#### [Supplied passage]
————

# Dvc-bonnet creek good alternative



## elaine (May 31, 2021)

So, we are dvc lovers/snobs! We had old rci tpus to use up and needed a big space. So we booked BC but also  booked a few nights in a dvc studio to use the pools and magic express  (using old expiring dvc points).
Bottom line-great resort, loved it!
Pros: We booked a 2 BR at BC for annual fees of $600+ Rci trade fee. And no extra fees. We asked to not be called for marketing-no calls all week.
Loved the various pools scattered around the lake.
Major con: Very crowded on a holiday weekend, and zero pool chairs at 11 am anywhere. But I’ve been at dvc with the same. Pools were people soup. More so than I’ve ever seen anywhere. Likely due to high density towers.
Also-I observed zero rowdy people anywhere-just lots of families enjoying themselves. And we loooved the great  location. So much better than any hgvc or Marriott. Multiple trips to other dvc resorts, wdw, Disney springs were all super quick.
Dvc or hgvc points still work better for us, as we can Canx and rebook without penalty. But for the price, BC was awesome!


----------



## bnoble (May 31, 2021)

elaine said:


> And we loooved the great location.


DW and I often say "If we were staying here, we'd be home by now" when we are driving back to OKW or SSR from various WDW locations...


----------



## TheHolleys87 (Jun 1, 2021)

We loved WBC too and will definitely look to book there when out of DVC points. But if we don’t have enough TPUs, Silver Lake works fine too.


----------



## Firepath (Jun 2, 2021)

elaine said:


> So, we are dvc lovers/snobs! We had old rci tpus to use up and needed a big space. So we booked BC but also  booked a few nights in a dvc studio to use the pools and magic express  (using old expiring dvc points).
> Bottom line-great resort, loved it!

————

#### [Task details]
Answer these about the Bonnet Creek thread:
1. What size unit did elaine book at BC?
2. At what time were there zero pool chairs anywhere?
3. Which place does TheHolleys87 say works fine without enough TPUs?

#### [Dataset extract]
————

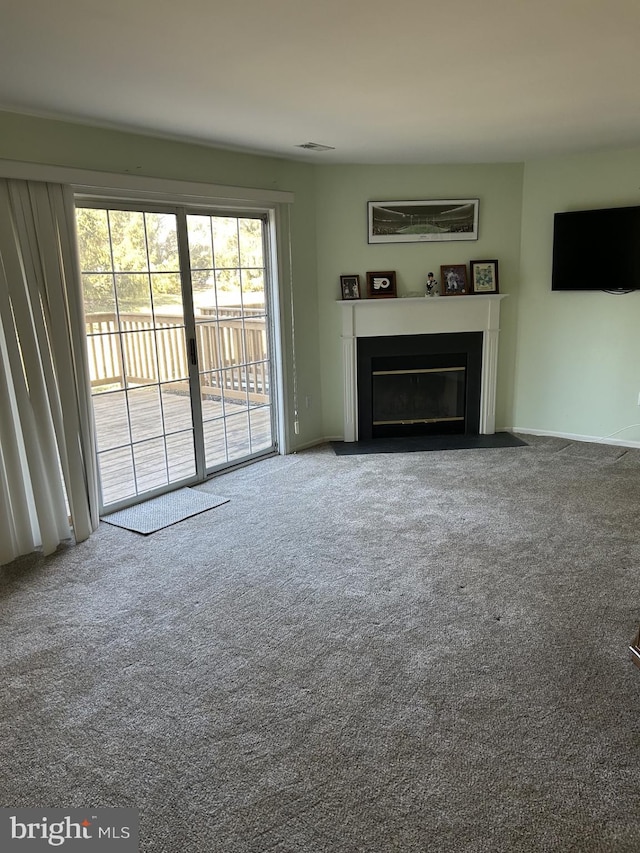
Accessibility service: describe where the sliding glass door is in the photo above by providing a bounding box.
[77,204,276,509]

————

#### [Task result]
1. A 2 BR
2. 11 am
3. Silver Lake